Data provided.
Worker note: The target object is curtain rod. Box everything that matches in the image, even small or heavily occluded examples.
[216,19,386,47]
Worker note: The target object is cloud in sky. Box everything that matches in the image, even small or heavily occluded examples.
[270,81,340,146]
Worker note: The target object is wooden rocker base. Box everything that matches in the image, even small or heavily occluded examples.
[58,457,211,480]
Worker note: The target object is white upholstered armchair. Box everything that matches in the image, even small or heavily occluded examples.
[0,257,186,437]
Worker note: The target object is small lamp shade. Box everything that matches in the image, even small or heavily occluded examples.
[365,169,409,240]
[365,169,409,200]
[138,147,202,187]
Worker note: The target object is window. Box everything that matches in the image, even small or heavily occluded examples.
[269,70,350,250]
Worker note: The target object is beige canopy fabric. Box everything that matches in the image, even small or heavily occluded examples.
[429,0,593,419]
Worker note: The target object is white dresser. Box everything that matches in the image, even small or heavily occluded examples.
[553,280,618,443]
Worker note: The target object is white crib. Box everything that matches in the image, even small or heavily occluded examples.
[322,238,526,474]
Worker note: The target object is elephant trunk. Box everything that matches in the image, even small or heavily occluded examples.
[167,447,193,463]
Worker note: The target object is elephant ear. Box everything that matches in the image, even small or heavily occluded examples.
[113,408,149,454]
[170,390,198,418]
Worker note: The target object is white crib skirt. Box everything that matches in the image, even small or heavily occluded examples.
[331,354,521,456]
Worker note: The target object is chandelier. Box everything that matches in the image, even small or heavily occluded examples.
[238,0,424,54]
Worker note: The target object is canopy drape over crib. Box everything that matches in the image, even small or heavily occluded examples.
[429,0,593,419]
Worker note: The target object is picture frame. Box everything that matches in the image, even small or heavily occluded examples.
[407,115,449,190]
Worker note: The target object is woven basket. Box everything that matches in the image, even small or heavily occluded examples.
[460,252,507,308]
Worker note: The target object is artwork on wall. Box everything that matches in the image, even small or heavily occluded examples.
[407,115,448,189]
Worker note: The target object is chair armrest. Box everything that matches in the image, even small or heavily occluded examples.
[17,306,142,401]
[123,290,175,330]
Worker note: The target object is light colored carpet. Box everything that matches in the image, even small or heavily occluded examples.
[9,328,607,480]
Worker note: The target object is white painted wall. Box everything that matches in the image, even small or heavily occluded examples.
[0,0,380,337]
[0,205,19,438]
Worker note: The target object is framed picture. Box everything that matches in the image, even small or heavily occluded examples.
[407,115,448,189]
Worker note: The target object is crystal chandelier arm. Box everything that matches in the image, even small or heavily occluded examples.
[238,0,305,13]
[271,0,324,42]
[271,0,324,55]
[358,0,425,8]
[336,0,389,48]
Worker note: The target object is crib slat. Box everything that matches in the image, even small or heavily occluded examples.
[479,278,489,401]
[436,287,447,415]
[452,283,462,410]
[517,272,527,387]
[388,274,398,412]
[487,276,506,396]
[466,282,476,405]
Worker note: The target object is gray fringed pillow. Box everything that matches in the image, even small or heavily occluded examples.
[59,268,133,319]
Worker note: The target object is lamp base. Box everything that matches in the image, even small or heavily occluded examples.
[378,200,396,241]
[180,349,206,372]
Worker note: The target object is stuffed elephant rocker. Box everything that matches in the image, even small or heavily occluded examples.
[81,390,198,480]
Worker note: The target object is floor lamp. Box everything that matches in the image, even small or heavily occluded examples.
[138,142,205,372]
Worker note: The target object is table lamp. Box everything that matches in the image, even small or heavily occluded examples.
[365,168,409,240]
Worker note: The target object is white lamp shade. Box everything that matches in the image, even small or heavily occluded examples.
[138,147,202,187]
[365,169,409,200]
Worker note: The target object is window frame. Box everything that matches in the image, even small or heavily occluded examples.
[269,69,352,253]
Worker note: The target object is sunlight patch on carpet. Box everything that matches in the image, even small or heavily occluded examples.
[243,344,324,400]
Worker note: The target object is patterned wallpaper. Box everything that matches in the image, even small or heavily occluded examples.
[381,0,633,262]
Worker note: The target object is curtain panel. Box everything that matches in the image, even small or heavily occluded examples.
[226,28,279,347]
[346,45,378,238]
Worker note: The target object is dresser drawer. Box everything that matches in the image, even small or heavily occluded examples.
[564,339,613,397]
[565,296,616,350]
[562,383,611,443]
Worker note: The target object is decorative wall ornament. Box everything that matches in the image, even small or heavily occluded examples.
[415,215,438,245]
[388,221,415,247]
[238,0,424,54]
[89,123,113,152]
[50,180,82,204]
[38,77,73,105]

Objective.
Format all the lines above as a JSON list of strings, one string per line, leaving out any blank lines.

Problem solution.
[
  "Worker note: The target object is curtain rod. Box everything that matches in the image, even small or heavily occluded examples.",
  "[216,19,386,47]",
  "Worker note: The target object is cloud in sky. Box everything that matches in the image, even small or heavily occluded examples.",
  "[270,81,340,146]",
  "Worker note: The target object is wooden rocker base. Box everything that matches in the image, even small or heavily occluded examples.",
  "[58,457,211,480]",
  "Worker note: The target object is white upholstered armchair. Box everything that matches in the image, even small or heavily occluded examples.",
  "[0,257,186,437]",
  "Worker note: The target object is small lamp shade. Box everything that matches in the image, even small or heavily occluded examples.",
  "[365,169,409,240]",
  "[365,169,409,200]",
  "[138,147,202,187]",
  "Worker note: The target object is window. Box everything that matches in the image, even small or heavily occluded examples.",
  "[269,70,350,250]",
  "Worker note: The target object is beige canopy fabric. Box everything that matches in the image, even small or heavily occluded examples.",
  "[429,0,593,419]",
  "Worker note: The target object is white dresser. Box everything that matches in the image, even small or heavily occluded examples.",
  "[553,280,618,443]",
  "Worker note: The target object is white crib. Box everything that matches in the image, even small or heavily occluded examples.",
  "[322,238,526,474]",
  "Worker note: The target object is elephant trunk. Box everything that matches in the image, even small or heavily occluded examples.",
  "[167,447,193,463]",
  "Worker note: The target object is elephant ear. Box everything that matches in the image, even small or heavily occluded examples.",
  "[113,408,149,454]",
  "[170,390,198,418]",
  "Worker note: The target object is white crib skirt. Box everything that matches in the image, even small or heavily occluded examples.",
  "[331,354,521,456]",
  "Worker note: The target object is chandelier. Box everything that matches in the image, even small or heavily occluded examples.",
  "[238,0,424,54]",
  "Worker note: The target object is canopy drape over crib. Box everything that matches in the image, even small or heavily occluded examples.",
  "[429,0,593,419]",
  "Worker note: The target object is picture frame. Box everything that matches in the image, even small or heavily occluded examples.",
  "[407,115,449,190]",
  "Worker note: The target object is woven basket. Box everything that matches in the image, even small or heavily occluded examples.",
  "[460,252,507,308]",
  "Worker note: The target object is artwork on wall. Box everything that matches in the image, even small or heavily occluded examples.",
  "[407,115,448,189]",
  "Worker note: The target object is chair armrest. Box everything that matches in the image, even small or heavily occluded examples.",
  "[17,306,142,401]",
  "[123,290,175,330]",
  "Worker note: The target object is light colored carpet. Box everything that matches in the image, even small or heavily occluded examples.",
  "[9,328,607,480]",
  "Worker note: The target object is white painted wall. Box everything that matches in the image, even small or heavily occluded examples.",
  "[0,0,380,337]",
  "[0,205,19,438]",
  "Worker note: The target object is framed picture. Box everything that matches in the image, even small or heavily occluded examples.",
  "[407,115,448,189]",
  "Worker note: The target object is crystal chandelier arm. Box everything that matches in the image, even small or heavily occluded examples.",
  "[238,0,305,13]",
  "[271,0,324,42]",
  "[271,0,324,55]",
  "[358,0,425,8]",
  "[336,0,389,48]",
  "Worker note: The target object is crib slat. Box everything that matches in the image, even small or heavily occluded examples.",
  "[479,278,489,401]",
  "[436,287,447,415]",
  "[452,283,462,410]",
  "[517,272,527,387]",
  "[388,274,398,412]",
  "[487,276,506,396]",
  "[466,282,476,405]",
  "Worker note: The target object is gray fringed pillow. Box everything that matches in the image, even small or heavily occluded examples.",
  "[59,268,133,319]",
  "Worker note: The target object is lamp base. Box everything that matches in the image, even small or heavily occluded examples.",
  "[378,200,396,241]",
  "[180,349,206,372]",
  "Worker note: The target object is stuffed elephant rocker. Box everything that matches in the image, even small or heavily occluded examples.",
  "[81,390,198,480]",
  "Worker note: The target object is floor lamp. Box everything that matches in the image, even small or heavily occluded examples.",
  "[138,142,205,372]",
  "Worker note: The target object is table lamp. Box everything that matches in the image, even small or heavily occluded examples.",
  "[365,168,409,240]",
  "Worker note: The target object is white lamp shade. Box everything that matches in the image, even small or heavily occluded examples.",
  "[138,147,202,187]",
  "[365,169,409,200]",
  "Worker note: The target object is window frame. Box everything that matches in the image, even small or heavily occluded examples.",
  "[269,69,352,253]",
  "Worker note: The target object is sunlight patch on carpet. Box everything that matches in the image, even small or heavily occluded examples.",
  "[243,344,324,400]",
  "Worker note: The target object is patterned wallpaper. Box everything that matches in the image, even small or heavily occluded examples.",
  "[381,0,633,262]",
  "Worker note: The target object is curtain panel. Box everything that matches in the image, even small or heavily occluded examples.",
  "[226,28,279,347]",
  "[346,45,378,238]",
  "Worker note: The target object is dresser drawer. Box everything that matches in the image, even small or heavily occluded examples.",
  "[564,339,613,397]",
  "[565,296,616,350]",
  "[562,383,611,443]",
  "Worker note: The target object is decorative wall ornament. Box everything that matches in the image, even small or heavily occluded examples.",
  "[415,215,438,245]",
  "[388,221,415,247]",
  "[238,0,424,54]",
  "[89,123,113,152]",
  "[50,180,82,204]",
  "[38,77,73,105]"
]